In the DSM IV-TR, psychomotor delay is one of the 9 core symptoms identified to find major depressive disorder (MDD).

Although psychomotor delay has long been identified in MDD, its characterization and clinical significance are not well understood. A synthesis of the literature on psychomotor delay in depression was recently undertaken to increase knowledge and understanding of this component to improve diagnosis, with the goal of increasing awareness among clinicians. PubMed database searches led to a total of 154 articles with studies dating from 1936-2010. In patients with psychomotor retardation, there are marked speech abnormalities, such as longer pauses and decreased speech volume. Characteristic eye movements are a fixed gaze and poor maintenance of eye contact. Another characteristic sign is overall psychomotor slowing, including hand, leg, torso, and head movements, slumped posture, and increased self-touching, especially of the head.

The basal ganglia appear to play a key role in psychomotor slowing in mood disorders, and neuroimaging and neurophysiology studies suggest decreased dopaminergic function in specific brain areas. Drawing tasks are frequently used to assess psychomotor delay, and other tests measure both motor and cognitive aspects of psychomotor delay. The three main psychomotor retardation rating scales that we have at present are the Salpetriere Retardation Rating Scale (SRRS), the Motor Agitation and Retardation Scale (MARS), and the CORE Measure. Studies of different types of antidepressant medications (selective serotonin reuptake inhibitors, tricyclics, serotonin-norepinephrine reuptake inhibitors, norepinephrine-dopamine reuptake inhibitors, monoamine oxidase inhibitors) in patients with psychomotor retardation are inconclusive. However, the available data suggest that depressed patients with psychomotor delay may respond well to electroconvulsive therapy.

The many studies currently focusing on this aspect of MDD should improve our knowledge of the pathophysiology of MDD and its diagnosis, and improve the quality of its treatment.

[CHECK YOUR UNDERSTANDING]
1. Update the text on psychomotor delay in depression, starting with "The many studies" and going on through "of its treatment.", with "pathophysiology" changed to "underlying biology".
2. In the text on psychomotor delay in depression, how many articles did the PubMed database searches turn up?

Referring expression data:
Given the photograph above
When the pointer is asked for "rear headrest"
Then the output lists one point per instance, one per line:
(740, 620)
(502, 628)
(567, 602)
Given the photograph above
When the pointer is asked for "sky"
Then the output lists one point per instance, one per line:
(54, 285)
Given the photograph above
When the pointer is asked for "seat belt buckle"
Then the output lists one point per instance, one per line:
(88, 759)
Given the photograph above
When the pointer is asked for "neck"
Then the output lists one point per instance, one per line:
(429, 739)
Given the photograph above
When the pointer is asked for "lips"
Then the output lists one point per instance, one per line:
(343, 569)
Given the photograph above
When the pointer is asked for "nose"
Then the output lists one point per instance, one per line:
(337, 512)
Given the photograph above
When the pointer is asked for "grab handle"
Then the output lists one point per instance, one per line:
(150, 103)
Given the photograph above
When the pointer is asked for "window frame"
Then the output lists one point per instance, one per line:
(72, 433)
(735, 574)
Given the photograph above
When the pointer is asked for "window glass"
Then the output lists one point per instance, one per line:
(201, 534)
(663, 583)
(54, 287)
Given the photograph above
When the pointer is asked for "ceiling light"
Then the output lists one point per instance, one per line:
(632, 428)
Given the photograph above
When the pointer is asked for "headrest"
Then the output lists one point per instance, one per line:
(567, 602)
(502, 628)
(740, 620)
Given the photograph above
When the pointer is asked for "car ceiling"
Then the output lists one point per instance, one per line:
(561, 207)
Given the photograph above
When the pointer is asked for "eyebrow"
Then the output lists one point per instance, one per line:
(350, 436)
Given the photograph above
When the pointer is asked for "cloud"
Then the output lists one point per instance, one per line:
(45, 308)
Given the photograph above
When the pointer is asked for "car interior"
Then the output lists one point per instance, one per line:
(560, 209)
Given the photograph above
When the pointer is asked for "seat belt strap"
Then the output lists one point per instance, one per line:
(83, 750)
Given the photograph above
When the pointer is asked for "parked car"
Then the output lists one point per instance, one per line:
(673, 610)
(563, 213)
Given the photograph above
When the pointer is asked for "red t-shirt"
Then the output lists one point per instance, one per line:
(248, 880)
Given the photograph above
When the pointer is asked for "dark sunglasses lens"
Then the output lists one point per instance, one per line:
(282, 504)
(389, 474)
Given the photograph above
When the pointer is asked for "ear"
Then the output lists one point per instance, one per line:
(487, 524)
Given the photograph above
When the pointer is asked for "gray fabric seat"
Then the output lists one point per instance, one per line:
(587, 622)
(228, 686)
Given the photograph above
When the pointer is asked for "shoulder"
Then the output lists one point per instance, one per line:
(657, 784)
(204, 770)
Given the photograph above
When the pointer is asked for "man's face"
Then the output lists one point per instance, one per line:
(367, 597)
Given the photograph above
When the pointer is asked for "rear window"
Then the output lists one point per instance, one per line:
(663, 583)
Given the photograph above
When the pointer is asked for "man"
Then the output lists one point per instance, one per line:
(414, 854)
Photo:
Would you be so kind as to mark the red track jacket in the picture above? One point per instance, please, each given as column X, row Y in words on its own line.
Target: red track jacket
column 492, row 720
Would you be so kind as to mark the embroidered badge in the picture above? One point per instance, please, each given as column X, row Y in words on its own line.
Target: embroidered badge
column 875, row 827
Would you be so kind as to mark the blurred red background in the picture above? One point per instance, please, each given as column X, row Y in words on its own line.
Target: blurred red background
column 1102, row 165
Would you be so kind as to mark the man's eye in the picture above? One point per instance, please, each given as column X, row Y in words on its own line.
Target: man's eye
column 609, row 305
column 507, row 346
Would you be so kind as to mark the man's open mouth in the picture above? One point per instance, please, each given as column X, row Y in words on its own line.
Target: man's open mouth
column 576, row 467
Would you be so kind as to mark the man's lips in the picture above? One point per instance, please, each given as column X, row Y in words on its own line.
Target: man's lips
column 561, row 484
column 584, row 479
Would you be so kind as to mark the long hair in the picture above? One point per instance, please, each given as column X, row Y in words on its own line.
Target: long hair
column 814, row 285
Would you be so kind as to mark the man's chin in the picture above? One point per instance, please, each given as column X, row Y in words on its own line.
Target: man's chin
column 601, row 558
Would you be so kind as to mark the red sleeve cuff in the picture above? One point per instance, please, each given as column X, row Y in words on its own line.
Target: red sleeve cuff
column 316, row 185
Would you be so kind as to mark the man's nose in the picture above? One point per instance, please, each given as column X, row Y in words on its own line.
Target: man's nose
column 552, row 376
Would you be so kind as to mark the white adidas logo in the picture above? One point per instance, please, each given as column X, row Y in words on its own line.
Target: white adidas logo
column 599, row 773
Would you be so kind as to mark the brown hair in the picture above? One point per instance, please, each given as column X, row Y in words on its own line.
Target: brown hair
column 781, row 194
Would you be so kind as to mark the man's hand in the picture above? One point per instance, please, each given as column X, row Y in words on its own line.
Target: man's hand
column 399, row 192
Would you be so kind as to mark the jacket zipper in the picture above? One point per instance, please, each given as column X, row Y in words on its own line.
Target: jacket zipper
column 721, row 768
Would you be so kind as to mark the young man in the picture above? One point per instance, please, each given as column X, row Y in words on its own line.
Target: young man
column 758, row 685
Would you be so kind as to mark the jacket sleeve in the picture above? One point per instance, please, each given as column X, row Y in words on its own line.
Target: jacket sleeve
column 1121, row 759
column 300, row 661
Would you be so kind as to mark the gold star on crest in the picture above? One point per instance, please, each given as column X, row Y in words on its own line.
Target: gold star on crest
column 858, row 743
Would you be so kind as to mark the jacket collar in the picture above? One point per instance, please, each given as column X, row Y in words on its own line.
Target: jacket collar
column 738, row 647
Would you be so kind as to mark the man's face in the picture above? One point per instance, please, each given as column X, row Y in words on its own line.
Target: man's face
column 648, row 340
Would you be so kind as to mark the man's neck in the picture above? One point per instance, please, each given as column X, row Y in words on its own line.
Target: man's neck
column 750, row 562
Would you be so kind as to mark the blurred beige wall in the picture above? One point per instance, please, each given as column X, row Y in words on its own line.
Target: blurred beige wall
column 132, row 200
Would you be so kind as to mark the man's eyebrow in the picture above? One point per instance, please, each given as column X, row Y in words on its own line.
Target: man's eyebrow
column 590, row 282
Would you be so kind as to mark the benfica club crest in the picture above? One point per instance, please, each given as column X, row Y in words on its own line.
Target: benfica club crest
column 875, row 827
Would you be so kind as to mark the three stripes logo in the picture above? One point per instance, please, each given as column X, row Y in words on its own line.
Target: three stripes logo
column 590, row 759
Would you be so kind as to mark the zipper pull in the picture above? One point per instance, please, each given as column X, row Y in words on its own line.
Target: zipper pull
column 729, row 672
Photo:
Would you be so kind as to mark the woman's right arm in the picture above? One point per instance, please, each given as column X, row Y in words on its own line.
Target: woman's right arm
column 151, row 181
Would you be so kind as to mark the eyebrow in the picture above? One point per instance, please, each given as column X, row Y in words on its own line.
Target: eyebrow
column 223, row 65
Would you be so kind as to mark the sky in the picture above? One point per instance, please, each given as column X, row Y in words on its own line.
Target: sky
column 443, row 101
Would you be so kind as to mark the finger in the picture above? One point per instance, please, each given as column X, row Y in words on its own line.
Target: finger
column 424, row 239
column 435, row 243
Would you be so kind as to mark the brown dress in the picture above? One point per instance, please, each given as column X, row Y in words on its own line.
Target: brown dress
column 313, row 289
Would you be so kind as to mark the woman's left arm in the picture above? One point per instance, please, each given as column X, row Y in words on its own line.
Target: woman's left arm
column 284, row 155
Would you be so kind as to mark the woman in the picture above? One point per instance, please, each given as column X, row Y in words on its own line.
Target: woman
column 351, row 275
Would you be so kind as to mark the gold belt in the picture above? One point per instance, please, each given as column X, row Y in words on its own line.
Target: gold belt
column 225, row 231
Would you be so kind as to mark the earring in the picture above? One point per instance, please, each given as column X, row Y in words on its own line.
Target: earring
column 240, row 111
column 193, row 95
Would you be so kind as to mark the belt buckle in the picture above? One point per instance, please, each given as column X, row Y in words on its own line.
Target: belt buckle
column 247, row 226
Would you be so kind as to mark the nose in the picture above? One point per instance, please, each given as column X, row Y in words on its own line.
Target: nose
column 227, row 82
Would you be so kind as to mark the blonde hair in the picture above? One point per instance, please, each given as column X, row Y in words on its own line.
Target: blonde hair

[OUTPUTS FOR THE TASKS]
1.
The many studies currently focusing on this aspect of MDD should improve our knowledge of the underlying biology of MDD and its diagnosis, and improve the quality of its treatment.

2. 154 articles